BEGIN

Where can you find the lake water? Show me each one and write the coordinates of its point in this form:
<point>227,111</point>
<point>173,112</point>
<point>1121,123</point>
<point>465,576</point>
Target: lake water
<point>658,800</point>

END

Every entry is to be restated word for word, with nothing dropped.

» **Written reply**
Where can you find the lake water? Show me each one and write the coordinates of its point in this form:
<point>227,111</point>
<point>173,112</point>
<point>1121,123</point>
<point>465,576</point>
Target: lake water
<point>658,800</point>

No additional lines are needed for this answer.